### [Testo fornito]
La meditazione rallenta l’invecchiamento cerebrale aumentando lo spessore corticale nella aree deputate alle capacità attentive, al controllo esecutivo, ai processi di memoria, alla regolazione emotiva e alla gestione dello stress
L’aspettativa di vita nel mondo è cresciuta notevolmente negli ultimi decenni, ma il nostro cervello inizia a diminuire di volume e peso a partire dai 20 anni in poi (Walhovd et al., 2011; Oh et al., 2014). Questo deterioramento è accompagnato da un rischio crescente di malattia mentale e neurodegenerativa (Fotenos et al., 2005; Kooistra et al., 2014). Molti studi si sono focalizzati sull’identificazione dei fattori di rischio, ma minore attenzione è stata data agli approcci mirati al miglioramento della salute cerebrale.
La ricerca esistente, sebbene scarsa, suggerisce che la meditazione sia un candidato attraente nella prospettiva di un rimedio efficace, accessibile ed economico. Gli studi dimostrano che la pratica della meditazione modifica la struttura cerebrale aumentando lo spessore corticale nella aree deputate alle capacità attentive, al controllo esecutivo, ai processi di memoria, alla regolazione emotiva e alla gestione dello stress (per approfondire, leggi I benefici della meditazione sul cervello).

[Dati per il grounding di oggetti in linguaggio naturale]
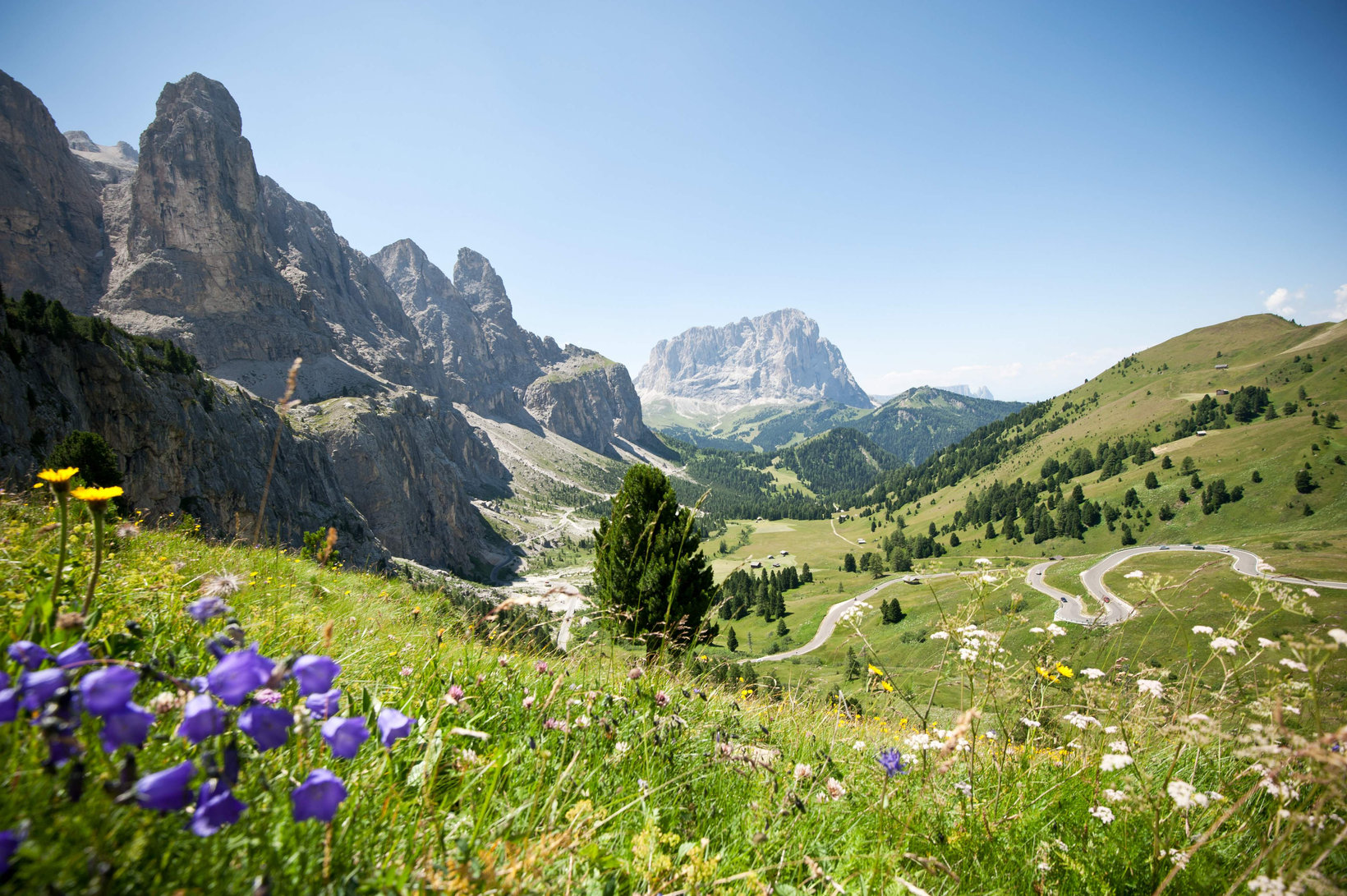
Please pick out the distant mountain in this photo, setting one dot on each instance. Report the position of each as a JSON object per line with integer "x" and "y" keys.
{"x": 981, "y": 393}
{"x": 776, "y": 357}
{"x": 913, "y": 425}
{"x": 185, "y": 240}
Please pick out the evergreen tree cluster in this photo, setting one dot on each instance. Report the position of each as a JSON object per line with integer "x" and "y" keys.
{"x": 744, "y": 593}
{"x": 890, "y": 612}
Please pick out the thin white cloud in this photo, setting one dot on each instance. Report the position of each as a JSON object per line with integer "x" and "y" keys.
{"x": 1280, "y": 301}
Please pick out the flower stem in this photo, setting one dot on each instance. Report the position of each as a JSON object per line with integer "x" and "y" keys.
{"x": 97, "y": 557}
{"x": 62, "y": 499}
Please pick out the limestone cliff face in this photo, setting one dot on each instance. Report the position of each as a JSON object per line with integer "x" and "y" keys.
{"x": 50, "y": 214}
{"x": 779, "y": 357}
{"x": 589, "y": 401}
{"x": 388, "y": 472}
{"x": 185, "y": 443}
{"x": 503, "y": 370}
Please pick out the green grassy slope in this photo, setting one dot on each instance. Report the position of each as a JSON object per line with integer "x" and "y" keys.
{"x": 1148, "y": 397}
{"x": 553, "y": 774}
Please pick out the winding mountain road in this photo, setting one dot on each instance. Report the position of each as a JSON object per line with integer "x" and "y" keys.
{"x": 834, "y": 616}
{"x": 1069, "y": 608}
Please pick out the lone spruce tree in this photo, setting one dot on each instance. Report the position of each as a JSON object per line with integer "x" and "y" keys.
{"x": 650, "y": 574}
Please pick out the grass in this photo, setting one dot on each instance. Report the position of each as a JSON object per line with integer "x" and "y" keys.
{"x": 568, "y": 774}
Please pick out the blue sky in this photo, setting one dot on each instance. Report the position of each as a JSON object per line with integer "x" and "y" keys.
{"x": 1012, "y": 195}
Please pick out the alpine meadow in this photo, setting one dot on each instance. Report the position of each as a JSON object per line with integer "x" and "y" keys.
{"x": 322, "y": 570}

---

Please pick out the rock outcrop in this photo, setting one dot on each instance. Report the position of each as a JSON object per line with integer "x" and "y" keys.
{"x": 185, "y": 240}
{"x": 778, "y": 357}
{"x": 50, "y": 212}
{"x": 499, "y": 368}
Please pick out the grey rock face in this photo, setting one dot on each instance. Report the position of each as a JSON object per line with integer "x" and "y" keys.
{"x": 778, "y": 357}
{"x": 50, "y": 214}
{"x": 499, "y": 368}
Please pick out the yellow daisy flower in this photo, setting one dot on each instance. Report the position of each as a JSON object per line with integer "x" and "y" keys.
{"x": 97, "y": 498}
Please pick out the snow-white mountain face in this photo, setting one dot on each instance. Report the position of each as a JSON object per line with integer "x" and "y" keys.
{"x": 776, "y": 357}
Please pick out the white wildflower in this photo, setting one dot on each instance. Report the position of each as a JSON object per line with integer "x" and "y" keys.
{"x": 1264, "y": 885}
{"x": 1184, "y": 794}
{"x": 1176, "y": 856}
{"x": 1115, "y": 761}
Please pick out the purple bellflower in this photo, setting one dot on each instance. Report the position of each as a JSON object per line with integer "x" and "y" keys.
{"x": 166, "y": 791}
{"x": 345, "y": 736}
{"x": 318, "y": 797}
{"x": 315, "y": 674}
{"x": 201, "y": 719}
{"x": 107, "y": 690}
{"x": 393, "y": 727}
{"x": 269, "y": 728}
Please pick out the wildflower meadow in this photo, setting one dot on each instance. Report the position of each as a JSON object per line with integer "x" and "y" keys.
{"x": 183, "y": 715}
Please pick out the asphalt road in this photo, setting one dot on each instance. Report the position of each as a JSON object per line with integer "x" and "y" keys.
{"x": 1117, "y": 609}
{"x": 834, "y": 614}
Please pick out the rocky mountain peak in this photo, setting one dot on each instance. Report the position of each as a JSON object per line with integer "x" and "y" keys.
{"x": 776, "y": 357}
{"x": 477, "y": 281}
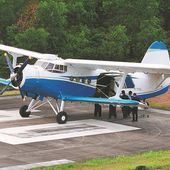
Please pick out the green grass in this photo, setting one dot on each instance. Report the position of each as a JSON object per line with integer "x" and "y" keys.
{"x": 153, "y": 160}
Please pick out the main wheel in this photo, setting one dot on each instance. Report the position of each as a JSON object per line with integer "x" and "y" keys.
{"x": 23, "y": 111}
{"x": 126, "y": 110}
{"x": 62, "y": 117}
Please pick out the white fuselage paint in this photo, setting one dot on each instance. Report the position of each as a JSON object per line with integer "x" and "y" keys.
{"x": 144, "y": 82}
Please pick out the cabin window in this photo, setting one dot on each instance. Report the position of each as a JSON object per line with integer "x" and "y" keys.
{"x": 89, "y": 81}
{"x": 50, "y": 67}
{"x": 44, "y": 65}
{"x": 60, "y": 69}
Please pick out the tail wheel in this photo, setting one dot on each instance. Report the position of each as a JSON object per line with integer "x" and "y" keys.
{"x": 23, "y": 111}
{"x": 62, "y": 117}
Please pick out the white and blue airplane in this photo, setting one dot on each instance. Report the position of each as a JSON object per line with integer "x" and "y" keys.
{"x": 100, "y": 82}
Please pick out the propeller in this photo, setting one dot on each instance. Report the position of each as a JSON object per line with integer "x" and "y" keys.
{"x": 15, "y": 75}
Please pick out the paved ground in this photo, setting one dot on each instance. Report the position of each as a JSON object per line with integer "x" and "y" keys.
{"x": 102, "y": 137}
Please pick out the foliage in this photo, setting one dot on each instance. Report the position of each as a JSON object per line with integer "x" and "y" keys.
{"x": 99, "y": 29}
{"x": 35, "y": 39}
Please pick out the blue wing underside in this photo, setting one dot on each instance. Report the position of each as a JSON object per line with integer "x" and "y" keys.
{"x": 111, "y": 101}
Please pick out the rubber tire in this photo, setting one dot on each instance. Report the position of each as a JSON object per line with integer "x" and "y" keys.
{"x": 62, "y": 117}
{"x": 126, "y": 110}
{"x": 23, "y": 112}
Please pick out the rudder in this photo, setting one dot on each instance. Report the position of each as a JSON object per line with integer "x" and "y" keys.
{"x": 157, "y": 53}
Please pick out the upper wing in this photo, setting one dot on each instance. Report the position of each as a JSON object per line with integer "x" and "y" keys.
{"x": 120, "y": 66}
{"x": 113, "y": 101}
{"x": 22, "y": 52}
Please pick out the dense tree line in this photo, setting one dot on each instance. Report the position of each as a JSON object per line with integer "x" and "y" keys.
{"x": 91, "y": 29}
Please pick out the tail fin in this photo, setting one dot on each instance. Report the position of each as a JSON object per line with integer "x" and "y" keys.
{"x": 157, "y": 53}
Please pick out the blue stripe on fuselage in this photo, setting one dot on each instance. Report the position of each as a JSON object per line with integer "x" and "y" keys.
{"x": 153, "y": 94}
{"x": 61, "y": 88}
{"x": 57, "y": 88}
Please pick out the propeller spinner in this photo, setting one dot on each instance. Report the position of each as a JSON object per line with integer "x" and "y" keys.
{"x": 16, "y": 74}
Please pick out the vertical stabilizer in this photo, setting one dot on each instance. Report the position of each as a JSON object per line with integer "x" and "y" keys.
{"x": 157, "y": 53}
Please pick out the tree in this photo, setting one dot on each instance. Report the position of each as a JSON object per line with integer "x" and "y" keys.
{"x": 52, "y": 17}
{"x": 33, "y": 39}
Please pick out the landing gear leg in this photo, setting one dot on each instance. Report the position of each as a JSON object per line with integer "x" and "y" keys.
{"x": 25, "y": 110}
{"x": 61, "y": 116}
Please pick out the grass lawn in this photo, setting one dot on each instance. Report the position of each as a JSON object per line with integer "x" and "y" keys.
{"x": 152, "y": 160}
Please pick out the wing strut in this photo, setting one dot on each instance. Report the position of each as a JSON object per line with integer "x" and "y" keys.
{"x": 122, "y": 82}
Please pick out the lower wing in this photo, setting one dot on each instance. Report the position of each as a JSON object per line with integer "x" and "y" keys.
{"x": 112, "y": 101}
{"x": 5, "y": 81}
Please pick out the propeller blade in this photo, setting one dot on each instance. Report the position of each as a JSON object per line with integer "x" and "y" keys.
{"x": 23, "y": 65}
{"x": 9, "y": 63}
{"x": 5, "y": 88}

...

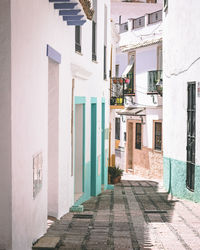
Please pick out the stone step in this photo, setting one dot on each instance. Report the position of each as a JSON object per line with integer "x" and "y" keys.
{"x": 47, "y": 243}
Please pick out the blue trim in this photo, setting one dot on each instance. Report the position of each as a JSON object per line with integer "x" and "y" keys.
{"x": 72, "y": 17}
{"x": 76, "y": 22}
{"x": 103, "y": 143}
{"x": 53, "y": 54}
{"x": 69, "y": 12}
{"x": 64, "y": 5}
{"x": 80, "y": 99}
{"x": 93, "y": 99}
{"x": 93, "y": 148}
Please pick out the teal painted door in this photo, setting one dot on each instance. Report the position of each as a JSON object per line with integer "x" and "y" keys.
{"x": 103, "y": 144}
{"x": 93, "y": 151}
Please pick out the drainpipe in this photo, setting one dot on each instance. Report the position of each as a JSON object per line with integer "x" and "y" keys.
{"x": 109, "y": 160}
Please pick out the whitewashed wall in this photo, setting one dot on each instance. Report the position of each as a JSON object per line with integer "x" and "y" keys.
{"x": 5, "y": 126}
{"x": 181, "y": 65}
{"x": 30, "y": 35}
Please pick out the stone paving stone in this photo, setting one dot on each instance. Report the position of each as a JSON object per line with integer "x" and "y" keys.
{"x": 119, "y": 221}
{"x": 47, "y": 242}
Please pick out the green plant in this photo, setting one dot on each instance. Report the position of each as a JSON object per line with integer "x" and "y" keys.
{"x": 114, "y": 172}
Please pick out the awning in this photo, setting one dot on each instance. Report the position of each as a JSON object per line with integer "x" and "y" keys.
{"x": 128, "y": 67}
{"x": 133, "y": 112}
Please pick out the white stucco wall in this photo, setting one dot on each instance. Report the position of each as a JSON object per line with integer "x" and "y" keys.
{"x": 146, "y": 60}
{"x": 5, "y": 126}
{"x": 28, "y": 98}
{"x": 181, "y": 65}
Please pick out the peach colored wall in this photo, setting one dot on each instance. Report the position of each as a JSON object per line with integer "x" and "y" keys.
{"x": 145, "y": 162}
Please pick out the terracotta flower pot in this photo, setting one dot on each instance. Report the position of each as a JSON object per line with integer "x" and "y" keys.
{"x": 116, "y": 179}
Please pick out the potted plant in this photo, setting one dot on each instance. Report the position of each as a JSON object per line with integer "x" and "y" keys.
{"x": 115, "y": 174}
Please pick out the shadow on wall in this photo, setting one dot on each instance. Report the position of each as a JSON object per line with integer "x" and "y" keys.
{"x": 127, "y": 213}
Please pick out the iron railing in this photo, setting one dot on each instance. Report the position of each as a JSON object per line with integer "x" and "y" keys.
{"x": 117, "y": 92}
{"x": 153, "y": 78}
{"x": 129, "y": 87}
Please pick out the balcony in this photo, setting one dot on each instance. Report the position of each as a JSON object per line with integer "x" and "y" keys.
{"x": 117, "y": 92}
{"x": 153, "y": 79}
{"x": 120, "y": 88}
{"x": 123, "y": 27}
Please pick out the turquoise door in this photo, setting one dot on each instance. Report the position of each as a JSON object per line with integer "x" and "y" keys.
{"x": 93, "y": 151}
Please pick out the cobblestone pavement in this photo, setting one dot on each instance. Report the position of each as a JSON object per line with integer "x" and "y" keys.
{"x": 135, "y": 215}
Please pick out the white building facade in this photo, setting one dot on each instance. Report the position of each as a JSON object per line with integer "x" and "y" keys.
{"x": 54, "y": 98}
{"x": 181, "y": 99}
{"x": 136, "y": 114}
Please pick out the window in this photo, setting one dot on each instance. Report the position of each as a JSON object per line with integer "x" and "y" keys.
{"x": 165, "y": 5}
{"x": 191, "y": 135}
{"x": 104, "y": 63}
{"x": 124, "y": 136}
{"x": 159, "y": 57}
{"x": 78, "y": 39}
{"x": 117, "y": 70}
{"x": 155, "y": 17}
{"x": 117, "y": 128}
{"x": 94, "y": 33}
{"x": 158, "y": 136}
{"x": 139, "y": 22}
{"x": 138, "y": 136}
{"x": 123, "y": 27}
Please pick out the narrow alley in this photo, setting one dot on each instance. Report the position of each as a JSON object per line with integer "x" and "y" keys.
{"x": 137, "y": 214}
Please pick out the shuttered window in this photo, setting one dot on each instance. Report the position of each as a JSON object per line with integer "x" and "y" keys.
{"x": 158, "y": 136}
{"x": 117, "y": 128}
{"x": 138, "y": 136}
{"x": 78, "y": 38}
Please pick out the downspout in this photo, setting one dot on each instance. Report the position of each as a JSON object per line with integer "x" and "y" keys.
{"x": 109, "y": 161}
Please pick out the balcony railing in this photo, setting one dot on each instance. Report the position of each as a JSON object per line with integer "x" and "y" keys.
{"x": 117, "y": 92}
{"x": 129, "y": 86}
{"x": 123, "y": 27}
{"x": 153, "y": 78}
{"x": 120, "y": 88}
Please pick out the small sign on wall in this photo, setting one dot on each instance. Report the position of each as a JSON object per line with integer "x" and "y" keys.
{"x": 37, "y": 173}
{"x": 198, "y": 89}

### [Consegna del compito]
Prosegui il testo sulla meditazione e l'invecchiamento cerebrale a partire dall'ultima frase riportata.

### [Risposta al compito]
I ricercatori però, si sono chiesti se tale cambiamento fosse in relazione anche con l’esperienza e se quindi fosse maggiore nei meditatori più anziani.
Nel primo studio effettuato, (Lazar et al., 2005) i ricercatori hanno confrontato, tramite la risonanza magnetica, i cervelli di venti persone con un’esperienza di molti anni nella Meditazione Vipassana, con quelli di venti persone senza alcuna esperienza in tale pratica. La Vipassana è una tecnica meditativa che prevede un insieme di momenti di contemplazione che si focalizzano sul corpo, sulle sensazioni e sulla mente.
Dallo studio è emerso che le regioni cerebrali associate all’attenzione, all’enterocezione e all’elaborazione sensoriale, erano più spesse in chi faceva meditazione, ma la novità era che tale spessore risultava maggiore nei soggetti più anziani che praticavano la meditazione da più tempo, suggerendo così che la meditazione potrebbe compensare l’assottigliamento corticale legato all’età, in particolare nelle regioni frontali.
A questo studio ne sono seguiti altri che hanno confermato tali risultati, ma dove il campione di soggetti coinvolto non era abbastanza ampio (Pagnoni and Cekic, 2007; Luders et al., 2011). Così nel 2015 un gruppo di ricerca (Luders et al., 2015) ha voluto esaminare il legame tra l’età e l’atrofia cerebrale su un campione molto vasto (100 persone tra i 24 e 77 anni), costituito da meditatori esperti e controlli.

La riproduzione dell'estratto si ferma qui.